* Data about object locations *
****
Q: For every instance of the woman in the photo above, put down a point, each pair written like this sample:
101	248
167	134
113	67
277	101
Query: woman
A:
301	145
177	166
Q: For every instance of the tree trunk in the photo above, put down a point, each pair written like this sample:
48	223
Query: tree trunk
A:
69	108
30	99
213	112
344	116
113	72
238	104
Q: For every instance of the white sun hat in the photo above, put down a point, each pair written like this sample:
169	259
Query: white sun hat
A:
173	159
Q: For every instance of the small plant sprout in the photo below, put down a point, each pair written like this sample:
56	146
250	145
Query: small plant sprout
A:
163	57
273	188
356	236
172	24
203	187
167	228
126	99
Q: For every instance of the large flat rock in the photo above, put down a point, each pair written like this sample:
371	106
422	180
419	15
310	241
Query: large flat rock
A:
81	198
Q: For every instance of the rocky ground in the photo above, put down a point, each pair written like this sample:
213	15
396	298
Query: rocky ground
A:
****
* Problem description *
Please update the stretch from the line containing "Q: For every instance of the white" through the end of the data, replacing "rocky ground" with "stony ground" and changing nothing else. Return only those lines.

* Result below *
Q: For every instance of the white sun hat in the photo above, put down a point, each pair written like this sample:
169	259
Query: white sun hat
A:
173	159
Q: For every instance of the small plant sprout in the photo below, put down a point, each pair written like this sample:
56	146
250	145
Query: small plant sprout
A:
163	57
273	188
356	236
172	24
203	187
167	228
126	99
Q: For every instance of the large flat rock in the photo above, put down a point, each pair written like this sample:
371	106
422	180
419	15
310	241
Query: large flat rock
A:
81	198
Q: For every instance of the stony ground in the photo above, put down a point, each pair written like this sample:
213	15
396	298
Query: stony ground
A:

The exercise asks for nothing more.